• **TASK REQUIREMENTS**
Present each line of the entries below as a numbered list, skipping any blank lines.
##### GIVEN DATA
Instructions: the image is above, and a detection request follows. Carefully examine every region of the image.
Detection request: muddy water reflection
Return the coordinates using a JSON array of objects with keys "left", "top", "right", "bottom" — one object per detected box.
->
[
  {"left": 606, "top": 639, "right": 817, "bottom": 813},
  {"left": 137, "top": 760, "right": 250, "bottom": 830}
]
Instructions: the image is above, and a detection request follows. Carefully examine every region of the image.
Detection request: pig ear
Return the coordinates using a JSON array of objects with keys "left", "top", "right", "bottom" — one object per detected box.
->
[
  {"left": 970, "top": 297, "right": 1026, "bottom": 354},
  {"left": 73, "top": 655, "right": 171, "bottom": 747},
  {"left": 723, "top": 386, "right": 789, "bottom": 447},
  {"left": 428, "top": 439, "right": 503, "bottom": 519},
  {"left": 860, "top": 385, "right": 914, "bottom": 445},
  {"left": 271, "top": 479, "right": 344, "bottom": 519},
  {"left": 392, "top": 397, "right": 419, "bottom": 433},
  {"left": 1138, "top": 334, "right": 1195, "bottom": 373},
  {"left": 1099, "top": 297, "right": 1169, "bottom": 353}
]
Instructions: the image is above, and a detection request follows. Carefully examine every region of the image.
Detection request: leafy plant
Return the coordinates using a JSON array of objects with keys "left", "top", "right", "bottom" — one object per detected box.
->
##########
• **ANSWER TO THIS EXERCISE**
1. Instructions: the image is above, and a detection request follows. Carefully examine every region of the image.
2. Detection request: muddy water reflection
3. Return the coordinates using a JSON array of objects with keys "left", "top", "right", "bottom" — one object per detected box.
4. ->
5. [
6.   {"left": 606, "top": 639, "right": 817, "bottom": 813},
7.   {"left": 137, "top": 760, "right": 250, "bottom": 830}
8. ]
9. Instructions: the image is above, and a detection request follows. Carefully examine every region of the image.
10. Detection request: pig ear
11. Return the coordinates using a JSON array of objects with keys "left", "top", "right", "bottom" — one object per detected box.
12. ->
13. [
14.   {"left": 970, "top": 297, "right": 1026, "bottom": 354},
15.   {"left": 73, "top": 655, "right": 171, "bottom": 747},
16.   {"left": 723, "top": 386, "right": 789, "bottom": 447},
17.   {"left": 428, "top": 439, "right": 503, "bottom": 519},
18.   {"left": 860, "top": 385, "right": 914, "bottom": 445},
19.   {"left": 271, "top": 479, "right": 344, "bottom": 519},
20.   {"left": 392, "top": 397, "right": 419, "bottom": 433},
21.   {"left": 1138, "top": 334, "right": 1195, "bottom": 373},
22.   {"left": 1099, "top": 297, "right": 1169, "bottom": 353}
23. ]
24. Instructions: the image is above, and a detection request follows. Carefully examine every region of the image.
25. Detection request: leafy plant
26. Return the coordinates using a JSON array of objects with keys "left", "top", "right", "bottom" — one object per detected box.
27. ->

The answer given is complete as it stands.